• WHAT YOU ARE ASKED TO DO: Every line in the listing is to be echoed verbatim.

• EXERCISE DATA:
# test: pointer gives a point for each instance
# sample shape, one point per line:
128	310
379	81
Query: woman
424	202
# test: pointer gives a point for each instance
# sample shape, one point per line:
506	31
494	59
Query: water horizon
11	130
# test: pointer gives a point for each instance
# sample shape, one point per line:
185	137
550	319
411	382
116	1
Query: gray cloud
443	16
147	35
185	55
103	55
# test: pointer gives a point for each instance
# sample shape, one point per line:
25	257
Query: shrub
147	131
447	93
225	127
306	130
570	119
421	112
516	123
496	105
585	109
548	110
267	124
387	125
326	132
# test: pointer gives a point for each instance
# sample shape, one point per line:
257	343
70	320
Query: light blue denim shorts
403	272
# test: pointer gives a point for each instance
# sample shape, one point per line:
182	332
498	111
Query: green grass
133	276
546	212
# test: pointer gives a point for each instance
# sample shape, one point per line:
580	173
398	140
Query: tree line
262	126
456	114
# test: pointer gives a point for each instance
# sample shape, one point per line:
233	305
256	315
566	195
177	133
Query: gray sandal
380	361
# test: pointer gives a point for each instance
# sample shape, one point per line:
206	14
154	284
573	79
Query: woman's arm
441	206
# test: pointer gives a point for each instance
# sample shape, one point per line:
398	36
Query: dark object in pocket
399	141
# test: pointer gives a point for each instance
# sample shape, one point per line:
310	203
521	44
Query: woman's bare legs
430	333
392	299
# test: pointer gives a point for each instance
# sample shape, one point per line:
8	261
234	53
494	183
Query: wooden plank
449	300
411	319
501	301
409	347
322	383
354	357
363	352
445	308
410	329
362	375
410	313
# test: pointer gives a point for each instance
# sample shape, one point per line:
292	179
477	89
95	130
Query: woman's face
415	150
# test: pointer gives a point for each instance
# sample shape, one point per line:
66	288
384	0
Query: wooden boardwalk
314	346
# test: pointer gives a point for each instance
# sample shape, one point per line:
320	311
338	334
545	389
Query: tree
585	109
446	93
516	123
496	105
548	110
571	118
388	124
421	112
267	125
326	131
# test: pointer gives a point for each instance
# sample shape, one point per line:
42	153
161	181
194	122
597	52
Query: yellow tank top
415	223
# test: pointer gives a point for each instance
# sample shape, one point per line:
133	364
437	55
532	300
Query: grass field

• EXERCISE SOLUTION:
# test: pointer gives a point for each instance
# sample shape, one point per line:
128	310
379	81
Query: woman
424	202
# test: pointer gives a point for each instance
# sample shape, one point per line:
506	31
494	59
Query: water horizon
11	130
# test: pointer gives a point for each instance
# sample shape, one point per line:
185	137
550	319
411	382
116	1
Query: gray cloud
443	16
147	35
185	55
103	55
# test: pointer gives a point for each instance
# sample shape, one point per line:
25	257
Query: shrub
147	131
447	93
225	127
306	130
570	119
421	112
516	123
496	105
585	109
548	110
267	124
387	125
326	132
# test: pointer gives a point for each instance
# sample shape, one point per line:
257	343
70	320
Query: light blue denim shorts
403	272
# test: pointer gives a point for each instance
# sample shape, one point per line:
182	332
498	111
Query: green grass
133	276
546	212
# test: pointer gives a point for each instance
# sample shape, one point per line:
580	173
398	140
Query: tree line
262	126
456	114
# test: pointer gives a point for each instance
# sample shape, one point per line:
233	305
256	315
566	195
177	133
Query: gray sandal
380	361
# test: pointer gives a point for each instance
# sample shape, one point per line:
206	14
154	284
573	79
Query: woman's arm
441	206
# test: pointer gives a point for each instance
# sample shape, one point per line:
398	36
Query: dark object in pocket
399	141
# test: pointer gives a point for each instance
# sample shape, one point per line:
310	203
521	44
Query: woman's bare legs
430	333
392	299
# test: pointer gives a point for each instance
# sample shape, one point per line:
8	261
234	53
494	183
Query: wooden plank
449	300
411	319
501	301
409	347
322	383
354	357
363	352
445	308
410	329
362	375
410	313
# test: pointer gives a point for each instance
# sample shape, one point per line:
292	179
477	89
95	130
Query: woman's face
415	150
# test: pointer gives a point for each instance
# sample shape, one point per line:
66	288
384	0
Query: wooden boardwalk
314	346
# test: pointer gives a point for each instance
# sample shape, one point per line:
320	311
338	334
545	389
Query: tree
585	109
446	93
516	123
496	105
548	110
571	118
388	124
421	112
267	125
326	131
# test: pointer gives a point for each instance
# sample shape, one point per line:
42	153
161	181
194	122
597	52
Query: yellow tank top
415	223
# test: pointer gives a point for each instance
# sample shape, one point per line:
133	364
437	55
532	300
Query: grass field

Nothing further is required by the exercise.